REQUIREMENT A:
In the SGLang launch error report, which port number is passed to the server command?

PASSAGE:
## START
Error when launching SGLang worker with llava-v1.6-34b

Thank you for your wonderful work! I have been following the demo instructions and successfully launched the controller and the Gradio web server. However, I encountered an issue when trying to launch an SGLang worker with local llava-v1.6-34b model.

Here's the command I used:

$ CUDA_VISIBLE_DEVICES=1,2,3,4 python -m sglang.launch_server --model-path models/llava-v1.6-34b --tokenizer-path models/llava-v1.6-34b-tokenizer --port 30000 --tp 4

And here's the terminal output

Special tokens have been added in the vocabulary, make sure the associated word embeddings are fine-tuned or trained.
server started on [0.0.0.0]:10011
server started on [0.0.0.0]:10010
server started on [0.0.0.0]:10012
server started on [0.0.0.0]:10013
Special tokens have been added in the vocabulary, make sure the associated word embeddings are fine-tuned or trained.
accepted ('127.0.0.1', 54758) with fd 41
welcome ('127.0.0.1', 54758)
accepted ('127.0.0.1', 50916) with fd 32
welcome ('127.0.0.1', 50916)
accepted ('127.0.0.1', 34778) with fd 35
welcome ('127.0.0.1', 34778)
accepted ('127.0.0.1', 46910) with fd 33
welcome ('127.0.0.1', 46910)
Rank 0: load weight begin.
Rank 1: load weight begin.
Rank 2: load weight begin.
Rank 3: load weight begin.
/home/zhaohm14/anaconda3/envs/llava/lib/python3.10/site-packages/torch/_utils.py:831: UserWarning: TypedStorage is deprecated. It will be removed in the future and UntypedStorage will be the only storage class. This should only matter to you if you are using storages directly.  To access UntypedStorage directly, use tensor.untyped_storage() instead of tensor.storage()
  return self.fget.__get__(instance, owner)()
/home/zhaohm14/anaconda3/envs/llava/lib/python3.10/site-packages/torch/_utils.py:831: UserWarning: TypedStorage is deprecated. It will be removed in the future and UntypedStorage will be the only storage class. This should only matter to you if you are using storages directly.  To access UntypedStorage directly, use tensor.untyped_storage() instead of tensor.storage()
  return self.fget.__get__(instance, owner)()
/home/zhaohm14/anaconda3/envs/llava/lib/python3.10/site-packages/torch/_utils.py:831: UserWarning: TypedStorage is deprecated. It will be removed in the future and UntypedStorage will be the only storage class. This should only matter to you if you are using storages directly.  To access UntypedStorage directly, use tensor.untyped_storage() instead of tensor.storage()
## END
REQUIREMENT B:
In the rows, switch "lawn" to "turf" starting at the line containing "In this exercise you will locate the green leafy" and ending at the line containing "point(805, 630)". Return only those lines, with everything else unchanged.

Dataset rows on where objects appear
## START
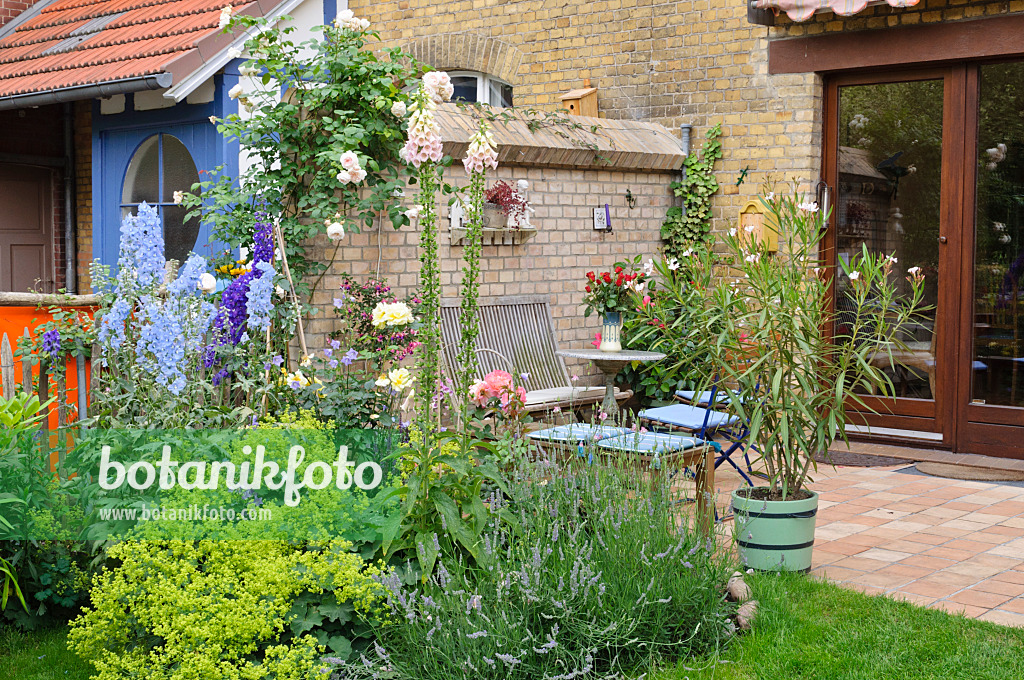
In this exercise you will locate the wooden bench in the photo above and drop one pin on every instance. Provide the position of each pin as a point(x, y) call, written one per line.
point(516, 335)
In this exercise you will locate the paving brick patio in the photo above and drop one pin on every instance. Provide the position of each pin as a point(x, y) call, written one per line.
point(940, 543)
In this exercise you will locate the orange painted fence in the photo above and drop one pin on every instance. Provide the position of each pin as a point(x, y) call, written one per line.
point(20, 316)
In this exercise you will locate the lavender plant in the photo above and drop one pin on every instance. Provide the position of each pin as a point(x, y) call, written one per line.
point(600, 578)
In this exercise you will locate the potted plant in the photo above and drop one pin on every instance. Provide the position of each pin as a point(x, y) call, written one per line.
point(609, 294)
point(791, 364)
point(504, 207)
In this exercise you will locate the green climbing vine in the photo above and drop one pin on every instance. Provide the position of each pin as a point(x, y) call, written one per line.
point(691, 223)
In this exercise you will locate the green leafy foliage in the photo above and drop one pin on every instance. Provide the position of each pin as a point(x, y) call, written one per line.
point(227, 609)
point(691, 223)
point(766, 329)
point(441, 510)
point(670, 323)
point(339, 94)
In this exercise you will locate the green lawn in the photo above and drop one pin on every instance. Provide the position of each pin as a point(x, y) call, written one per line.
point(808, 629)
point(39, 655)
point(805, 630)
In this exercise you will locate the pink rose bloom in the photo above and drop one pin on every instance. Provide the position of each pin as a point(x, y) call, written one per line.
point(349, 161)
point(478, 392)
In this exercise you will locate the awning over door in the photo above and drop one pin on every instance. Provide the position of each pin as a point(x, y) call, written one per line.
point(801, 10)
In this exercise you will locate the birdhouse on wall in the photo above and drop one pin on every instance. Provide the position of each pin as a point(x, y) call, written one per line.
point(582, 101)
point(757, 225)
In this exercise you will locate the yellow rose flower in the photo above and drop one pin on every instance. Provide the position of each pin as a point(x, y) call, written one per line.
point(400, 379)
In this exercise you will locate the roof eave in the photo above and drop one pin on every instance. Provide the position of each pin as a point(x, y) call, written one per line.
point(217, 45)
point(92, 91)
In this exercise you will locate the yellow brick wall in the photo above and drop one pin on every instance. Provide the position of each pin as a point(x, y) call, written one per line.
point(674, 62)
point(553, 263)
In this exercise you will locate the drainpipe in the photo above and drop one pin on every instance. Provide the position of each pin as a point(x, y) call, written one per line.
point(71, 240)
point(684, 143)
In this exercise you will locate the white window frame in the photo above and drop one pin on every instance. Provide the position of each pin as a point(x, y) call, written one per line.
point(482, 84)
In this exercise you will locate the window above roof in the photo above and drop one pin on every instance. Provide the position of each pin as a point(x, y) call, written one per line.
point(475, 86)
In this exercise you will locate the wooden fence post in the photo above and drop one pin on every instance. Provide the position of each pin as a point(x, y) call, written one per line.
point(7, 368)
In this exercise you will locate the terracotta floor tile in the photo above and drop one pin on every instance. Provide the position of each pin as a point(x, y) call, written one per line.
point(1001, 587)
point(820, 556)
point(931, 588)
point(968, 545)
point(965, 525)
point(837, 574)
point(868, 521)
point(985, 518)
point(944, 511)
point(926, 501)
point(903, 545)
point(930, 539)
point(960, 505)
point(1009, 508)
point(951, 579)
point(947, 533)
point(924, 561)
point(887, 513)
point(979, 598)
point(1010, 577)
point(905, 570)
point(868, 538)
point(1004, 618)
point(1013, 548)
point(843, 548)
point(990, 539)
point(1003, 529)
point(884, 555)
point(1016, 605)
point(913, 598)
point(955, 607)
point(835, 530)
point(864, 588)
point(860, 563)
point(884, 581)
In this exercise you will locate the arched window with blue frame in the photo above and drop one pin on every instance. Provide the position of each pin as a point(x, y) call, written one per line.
## END
FULL SOLUTION A:
30000

FULL SOLUTION B:
In this exercise you will locate the green leafy foliage in the photo above and drop one pin on every instance. Provide the position of each pin as a point(x, y) call, written one per line.
point(227, 609)
point(691, 223)
point(766, 329)
point(441, 510)
point(670, 323)
point(339, 94)
In this exercise you will locate the green turf in the photo above and drop one pin on every instance. Provide the position of each pin as a point(x, y) call, written one per line.
point(808, 629)
point(39, 655)
point(805, 630)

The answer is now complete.